----- MATERIAL FOR THE TASK -----
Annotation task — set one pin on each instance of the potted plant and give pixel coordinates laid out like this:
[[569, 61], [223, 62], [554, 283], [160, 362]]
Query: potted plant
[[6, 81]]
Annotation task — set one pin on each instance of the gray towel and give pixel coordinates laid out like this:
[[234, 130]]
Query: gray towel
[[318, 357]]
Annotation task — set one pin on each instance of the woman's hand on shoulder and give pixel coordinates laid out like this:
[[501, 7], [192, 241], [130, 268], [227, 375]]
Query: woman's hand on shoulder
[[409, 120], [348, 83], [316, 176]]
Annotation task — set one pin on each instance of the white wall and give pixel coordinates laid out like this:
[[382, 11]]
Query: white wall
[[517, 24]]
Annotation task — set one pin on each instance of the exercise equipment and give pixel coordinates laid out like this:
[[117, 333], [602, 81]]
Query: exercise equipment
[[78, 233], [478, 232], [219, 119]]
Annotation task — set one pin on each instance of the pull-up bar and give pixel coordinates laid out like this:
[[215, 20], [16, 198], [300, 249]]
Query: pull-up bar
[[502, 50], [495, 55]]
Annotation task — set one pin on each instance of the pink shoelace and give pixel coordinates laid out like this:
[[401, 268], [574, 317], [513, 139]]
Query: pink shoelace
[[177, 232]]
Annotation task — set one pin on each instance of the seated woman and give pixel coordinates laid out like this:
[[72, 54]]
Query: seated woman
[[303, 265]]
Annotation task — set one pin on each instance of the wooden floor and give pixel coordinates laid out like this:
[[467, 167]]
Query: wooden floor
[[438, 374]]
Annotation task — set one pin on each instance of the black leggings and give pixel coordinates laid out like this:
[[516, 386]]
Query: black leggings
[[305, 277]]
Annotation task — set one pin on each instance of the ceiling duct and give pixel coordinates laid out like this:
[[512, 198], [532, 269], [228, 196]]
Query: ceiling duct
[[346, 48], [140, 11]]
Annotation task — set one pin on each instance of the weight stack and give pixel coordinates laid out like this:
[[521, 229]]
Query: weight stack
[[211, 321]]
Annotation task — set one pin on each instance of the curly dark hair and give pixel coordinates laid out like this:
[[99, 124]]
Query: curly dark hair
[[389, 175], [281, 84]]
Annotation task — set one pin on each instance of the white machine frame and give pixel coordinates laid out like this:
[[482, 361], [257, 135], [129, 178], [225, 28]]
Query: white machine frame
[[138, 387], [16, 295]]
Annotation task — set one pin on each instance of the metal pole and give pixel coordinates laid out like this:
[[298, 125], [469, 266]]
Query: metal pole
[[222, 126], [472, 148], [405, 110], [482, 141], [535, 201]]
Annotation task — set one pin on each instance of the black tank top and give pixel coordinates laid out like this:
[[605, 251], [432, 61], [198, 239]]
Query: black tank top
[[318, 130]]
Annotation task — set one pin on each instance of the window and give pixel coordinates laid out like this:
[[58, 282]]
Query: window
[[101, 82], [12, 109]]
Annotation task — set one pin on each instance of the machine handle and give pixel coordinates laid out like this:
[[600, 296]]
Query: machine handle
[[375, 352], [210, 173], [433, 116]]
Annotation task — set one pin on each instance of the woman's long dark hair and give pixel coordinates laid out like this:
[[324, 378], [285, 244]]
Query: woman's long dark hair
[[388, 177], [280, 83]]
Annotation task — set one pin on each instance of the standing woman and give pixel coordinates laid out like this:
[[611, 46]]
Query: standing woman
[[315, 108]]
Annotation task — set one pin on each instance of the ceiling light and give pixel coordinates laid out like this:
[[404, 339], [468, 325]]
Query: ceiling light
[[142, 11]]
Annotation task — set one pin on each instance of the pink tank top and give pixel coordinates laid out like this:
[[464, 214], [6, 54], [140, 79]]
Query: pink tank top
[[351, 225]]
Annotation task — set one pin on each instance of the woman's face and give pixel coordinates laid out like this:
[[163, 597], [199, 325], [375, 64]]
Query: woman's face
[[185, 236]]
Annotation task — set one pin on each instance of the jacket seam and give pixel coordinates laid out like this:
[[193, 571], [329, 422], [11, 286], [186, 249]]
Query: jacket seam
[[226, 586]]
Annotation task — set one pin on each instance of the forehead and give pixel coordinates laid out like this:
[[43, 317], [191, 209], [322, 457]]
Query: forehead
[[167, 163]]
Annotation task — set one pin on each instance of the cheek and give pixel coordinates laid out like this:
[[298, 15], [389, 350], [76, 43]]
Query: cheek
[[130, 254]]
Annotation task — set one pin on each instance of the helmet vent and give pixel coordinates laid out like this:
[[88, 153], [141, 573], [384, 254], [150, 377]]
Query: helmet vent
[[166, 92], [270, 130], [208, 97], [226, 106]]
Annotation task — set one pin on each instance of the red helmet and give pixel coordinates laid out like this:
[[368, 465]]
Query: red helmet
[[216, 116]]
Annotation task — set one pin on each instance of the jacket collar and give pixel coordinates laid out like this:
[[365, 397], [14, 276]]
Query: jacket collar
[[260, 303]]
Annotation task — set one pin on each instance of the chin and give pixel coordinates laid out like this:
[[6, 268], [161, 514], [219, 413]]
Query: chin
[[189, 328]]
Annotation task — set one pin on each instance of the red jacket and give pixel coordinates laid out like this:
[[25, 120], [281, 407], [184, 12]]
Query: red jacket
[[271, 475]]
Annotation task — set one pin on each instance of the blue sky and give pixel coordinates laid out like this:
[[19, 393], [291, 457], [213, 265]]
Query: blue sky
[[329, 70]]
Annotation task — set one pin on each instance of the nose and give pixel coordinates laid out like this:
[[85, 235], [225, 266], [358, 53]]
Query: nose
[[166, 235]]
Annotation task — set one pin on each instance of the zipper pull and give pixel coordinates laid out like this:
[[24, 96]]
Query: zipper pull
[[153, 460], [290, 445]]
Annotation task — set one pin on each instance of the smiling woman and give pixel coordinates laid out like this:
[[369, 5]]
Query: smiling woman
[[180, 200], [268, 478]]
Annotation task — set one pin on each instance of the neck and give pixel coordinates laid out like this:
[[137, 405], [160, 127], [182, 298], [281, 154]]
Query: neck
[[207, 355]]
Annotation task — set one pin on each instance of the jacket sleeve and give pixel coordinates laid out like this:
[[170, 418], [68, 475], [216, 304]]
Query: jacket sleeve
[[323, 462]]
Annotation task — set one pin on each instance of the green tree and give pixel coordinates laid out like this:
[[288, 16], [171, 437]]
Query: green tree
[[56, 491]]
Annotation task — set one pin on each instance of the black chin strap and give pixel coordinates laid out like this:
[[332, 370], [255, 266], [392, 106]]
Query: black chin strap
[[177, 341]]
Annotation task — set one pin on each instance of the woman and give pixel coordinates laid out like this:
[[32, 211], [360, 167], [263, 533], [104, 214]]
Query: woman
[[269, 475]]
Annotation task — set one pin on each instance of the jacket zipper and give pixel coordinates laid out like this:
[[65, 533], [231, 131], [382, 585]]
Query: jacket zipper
-----
• [THE PROBLEM] Can you rewrite the whole listing above so that every "pixel coordinates" becomes "image coordinates", with nothing else altered?

• [COMPLETE RESPONSE]
Annotation task — set one pin on each instance of the potted plant and give image coordinates laid out like this:
[[569, 61], [223, 62], [554, 283], [160, 362]]
Query: potted plant
[[6, 81]]
Annotation task — set one pin on each instance of the gray towel and give image coordinates laid out like this:
[[234, 130]]
Query: gray towel
[[318, 357]]
Annotation task — set one pin on each instance of the woman's hand on shoulder and give image coordinates laid out like this:
[[501, 7], [192, 241], [130, 268], [227, 375]]
Query: woman's hand on shoulder
[[409, 120], [348, 83], [316, 176]]
Annotation task — set one pin on each instance of the white wall and give image coordinates laid out like this:
[[382, 11]]
Query: white wall
[[517, 24]]
Annotation task — set one pin on each instance of the exercise equipment and give image coordinates laid out like this:
[[117, 333], [602, 81]]
Query: exercise equipment
[[78, 233], [478, 232], [219, 119]]
Annotation task — set one pin on each instance of the pull-up bar and give image coordinates laid out like this:
[[215, 20], [16, 198], [300, 249]]
Query: pull-up bar
[[502, 50], [495, 55]]
Annotation task — set one pin on each instance of the pink shoelace and give image coordinates laid out like this:
[[401, 268], [574, 317], [513, 139]]
Query: pink shoelace
[[177, 232]]
Annotation task — set one pin on each instance of the seated woman and give image coordinates laid out like this:
[[72, 54]]
Query: seated woman
[[303, 265]]
Annotation task — set one pin on each instance of the wooden floor and give image coordinates laid out like this:
[[467, 167]]
Query: wooden floor
[[438, 374]]
Annotation task — set one pin on each instance of the black leggings and give image coordinates laid out like this:
[[516, 386]]
Query: black leggings
[[305, 277]]
Annotation task — set one pin on each instance of the ceiling duct and give image coordinates laid out like this:
[[512, 198], [532, 269], [228, 196]]
Query: ceiling duct
[[346, 48], [140, 11]]
Annotation task — set one pin on each instance of the weight stack and give image coordinates laid out like this:
[[521, 229]]
Query: weight stack
[[211, 321]]
Annotation task — set one pin on each instance of the curly dark hair and give image coordinates laid out like this:
[[99, 124]]
Query: curly dark hair
[[389, 175], [281, 84]]
Annotation task — set one pin on each instance of the white machine frame and give image coordinates laid out like this:
[[482, 361], [257, 135], [129, 178], [225, 28]]
Query: white machine frame
[[138, 387], [16, 295]]
Annotation task — set one pin on each instance of the metal pole and give image coordinates laid out like this:
[[298, 125], [469, 266]]
Query: metal pole
[[222, 126], [472, 148], [405, 110], [482, 141], [535, 201]]
Annotation task — set one pin on each instance of the black tank top and give image coordinates laid out like this:
[[605, 251], [432, 61], [198, 239]]
Query: black tank top
[[318, 130]]
Annotation task — set one pin on each instance of the window and give image coordinates laid out like this:
[[58, 282]]
Query: window
[[101, 82], [12, 109]]
Annotation task — set one pin on each instance of the machine handle and give image coordinates laid out like this:
[[600, 296]]
Query: machine handle
[[375, 352], [210, 173], [433, 116]]
Annotation task — set one pin on each instance of the woman's long dark hair and give image coordinates laid out like this:
[[324, 378], [285, 244]]
Query: woman's long dark hair
[[388, 177], [280, 83]]
Annotation task — set one pin on each instance of the standing woman and give image coordinates laid out like this:
[[611, 46]]
Query: standing woman
[[315, 108]]
Annotation task — set one pin on each instance of the ceiling light and give image coordinates laid out like this:
[[404, 339], [468, 325]]
Query: ceiling light
[[142, 11]]
Annotation task — set one pin on each instance of the pink tank top and give image coordinates laid out like this:
[[464, 214], [6, 54], [140, 79]]
Query: pink tank top
[[351, 225]]
Annotation task — set one pin on each instance of the woman's face and give image coordinates laid out like this:
[[163, 597], [199, 325], [375, 64]]
Query: woman's face
[[185, 236]]
Annotation task — set one pin on each instance of the jacket seam and give image coordinates laid out like this:
[[193, 571], [329, 422], [11, 286], [186, 249]]
Query: jacket seam
[[226, 586]]
Annotation task — set one pin on each instance of the forehead and give image coordinates laid out like this:
[[43, 317], [191, 209], [322, 457]]
Query: forehead
[[167, 163]]
Annotation task — set one pin on each instance of the cheek and give image coordinates laid out like this:
[[298, 15], [389, 350], [76, 43]]
Query: cheek
[[130, 254]]
Annotation task — set one pin on each instance of the helmet vent and give image coordinates laid out like this:
[[88, 153], [141, 573], [384, 254], [150, 377]]
Query: helmet vent
[[166, 92], [270, 130], [208, 97], [226, 106]]
Annotation task — set one pin on each instance of the red helmet and give image coordinates laid out like this:
[[368, 465]]
Query: red helmet
[[216, 116]]
Annotation task — set one pin on each instance of the jacket collar and give image coordinates laid out like this:
[[365, 397], [14, 276]]
Query: jacket collar
[[260, 303]]
Annotation task — set one pin on each instance of the chin and give image coordinates laid out like this:
[[6, 268], [161, 514], [219, 413]]
Query: chin
[[189, 328]]
Annotation task — set one pin on each instance of the red jacket and give image coordinates laid out like this:
[[25, 120], [281, 407], [184, 12]]
Query: red jacket
[[271, 475]]
Annotation task — set one pin on each instance of the blue sky and give image coordinates laid out like this:
[[19, 393], [291, 457], [213, 265]]
Query: blue sky
[[329, 70]]
Annotation task — set one pin on each instance of the nose and give image coordinates laid out like this:
[[85, 235], [225, 266], [358, 53]]
Query: nose
[[166, 235]]
Annotation task — set one pin on each instance of the zipper pull and give image coordinates laid out like this:
[[24, 96]]
Query: zipper pull
[[153, 460], [290, 445]]
Annotation task — set one pin on each instance of the smiling woman and give image coordinates laid out like this:
[[369, 5]]
Query: smiling woman
[[180, 200], [268, 478]]
Annotation task — set one pin on each instance of the neck and give image coordinates laid out like this:
[[137, 405], [160, 127], [182, 298], [281, 154]]
Query: neck
[[207, 355]]
Annotation task — set one pin on each instance of the jacket sleeve and give image coordinates laid out like this:
[[170, 418], [68, 475], [216, 304]]
Query: jacket sleeve
[[323, 462]]
Annotation task — set one pin on each instance of the green tree and give image coordinates laid out like this:
[[288, 16], [171, 437]]
Query: green tree
[[56, 491]]
Annotation task — set one pin on each instance of the black chin strap and give image coordinates laid out like this:
[[332, 370], [255, 266], [392, 106]]
Query: black chin strap
[[177, 341]]
Annotation task — set one pin on each instance of the woman and give image coordinates laid out like this:
[[32, 211], [360, 167], [263, 533], [104, 214]]
Query: woman
[[269, 475]]
Annotation task — set one pin on each instance of the jacket zipper and give image coordinates laid out like this:
[[65, 533], [231, 131], [382, 585]]
Query: jacket zipper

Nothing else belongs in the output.